Piyush Trivedi (born September 13, 1958) is an Indian academician. He is the Founder Head of the School of Pharmaceutical Sciences, Rajiv Gandhi Proudyogiki Vishwavidyalaya, Bhopal, and is the former Vice Chancellor of Rajiv Gandhi Proudyogiki Vishwavidyalaya, the University of Technology of Madhya Pradesh.

Career

Professor Trivedi started his career in teaching at Holkar Science College in 1981. His career at RGPV started as the Founder and head of the School of Pharmaceuticals in the year 2003. He was appointed as the Vice-Chancellor of the University in July 2008. As vice chancellor of the university, he implemented a lot of changes during his tenure, which spanned more than 8 years. He introduced the Chancellor's Scholarship Award for meritorious students, in which the students with exceptional academic and extracurricular credentials are awarded the scholarship.

◆ EXTRACTED ENTRIES ◆
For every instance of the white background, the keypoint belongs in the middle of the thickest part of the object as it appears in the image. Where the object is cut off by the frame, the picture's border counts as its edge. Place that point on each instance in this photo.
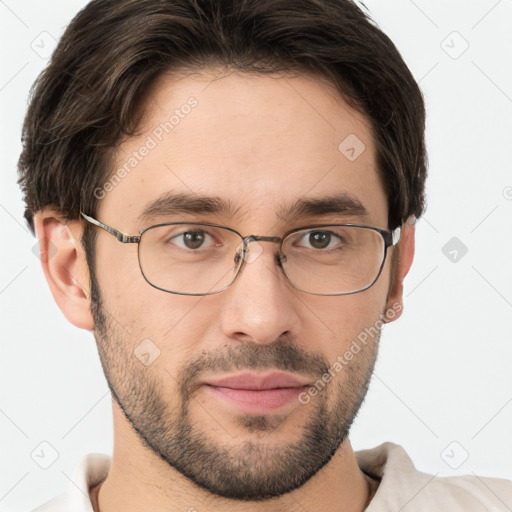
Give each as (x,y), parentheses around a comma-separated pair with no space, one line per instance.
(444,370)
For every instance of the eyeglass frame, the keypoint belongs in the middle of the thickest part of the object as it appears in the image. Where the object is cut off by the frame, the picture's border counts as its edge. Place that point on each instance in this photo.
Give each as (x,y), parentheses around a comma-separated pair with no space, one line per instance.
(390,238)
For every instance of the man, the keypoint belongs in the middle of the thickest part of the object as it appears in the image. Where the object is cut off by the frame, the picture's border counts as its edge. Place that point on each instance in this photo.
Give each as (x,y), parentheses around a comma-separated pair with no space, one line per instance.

* * *

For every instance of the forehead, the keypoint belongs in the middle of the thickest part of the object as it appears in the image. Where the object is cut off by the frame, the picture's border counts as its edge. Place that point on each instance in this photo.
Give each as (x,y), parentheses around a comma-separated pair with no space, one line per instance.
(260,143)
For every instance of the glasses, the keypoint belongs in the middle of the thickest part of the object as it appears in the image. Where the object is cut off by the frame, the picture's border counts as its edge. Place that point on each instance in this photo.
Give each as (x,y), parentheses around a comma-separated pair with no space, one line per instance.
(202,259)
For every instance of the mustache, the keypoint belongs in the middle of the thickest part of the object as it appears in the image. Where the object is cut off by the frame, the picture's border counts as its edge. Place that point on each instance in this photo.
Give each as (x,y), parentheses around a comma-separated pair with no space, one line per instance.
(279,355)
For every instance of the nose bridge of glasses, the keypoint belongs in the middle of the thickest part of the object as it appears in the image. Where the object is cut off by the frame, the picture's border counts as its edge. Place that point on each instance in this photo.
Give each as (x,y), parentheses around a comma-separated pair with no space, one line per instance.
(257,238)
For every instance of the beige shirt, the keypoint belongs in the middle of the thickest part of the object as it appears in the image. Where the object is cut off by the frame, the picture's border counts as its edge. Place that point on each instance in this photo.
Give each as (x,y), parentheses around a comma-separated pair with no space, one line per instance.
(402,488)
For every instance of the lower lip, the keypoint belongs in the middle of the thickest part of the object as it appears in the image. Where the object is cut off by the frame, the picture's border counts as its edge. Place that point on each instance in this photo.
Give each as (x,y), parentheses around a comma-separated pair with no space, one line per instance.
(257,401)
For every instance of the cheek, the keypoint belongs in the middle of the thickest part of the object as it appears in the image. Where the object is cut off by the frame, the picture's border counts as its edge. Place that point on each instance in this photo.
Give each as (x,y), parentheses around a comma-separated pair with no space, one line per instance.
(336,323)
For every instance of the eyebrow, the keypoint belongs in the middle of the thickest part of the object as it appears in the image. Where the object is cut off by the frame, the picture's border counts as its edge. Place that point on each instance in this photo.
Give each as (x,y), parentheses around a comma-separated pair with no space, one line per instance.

◆ EXERCISES TO COMPLETE ◆
A: Answer these from the text on Piyush Trivedi:
(i) When was he born?
(ii) At which college did he begin teaching, and in what year?
(iii) In what month and year was he appointed Vice-Chancellor of the university?
B: Carry the text on Piyush Trivedi forward from its last sentence.
The data can be set aside.

◆ RESULTS FOR EACH TASK ◆
A:
(i) September 13, 1958
(ii) Holkar Science College, in 1981
(iii) July 2008

B:
The scholarship is conferred to the students by the Governor of the state who also happens to be the Chancellor of the University. He introduced RGPV Service portal for E-Governance, transparency and convenience. Through the University portal approximately 175000 enrolled students of the University are provided with a unique identification. Other implementations include the introduction of E-Library, Establishment of Multiple centers of excellence, Startup Fund for Student Entrepreneurs, Scholarship for students from Economically Backward Sections.

The Government of Madhya Pradesh has appointed Prof. Trivedi as Director of M.P. Power Generating Co. Ltd. in the year 2009. Prof. Trivedi had been involved in various capacities, such as the Regional Committee of AICTE, Executive Council of M.P. Council of Science & Technology etc.

On 27 December 2012, Government revised his working duration considering his impressive records and re-appointed him as Vice-Chancellor. He completed his second tenure as Vice Chancellor in December 2016.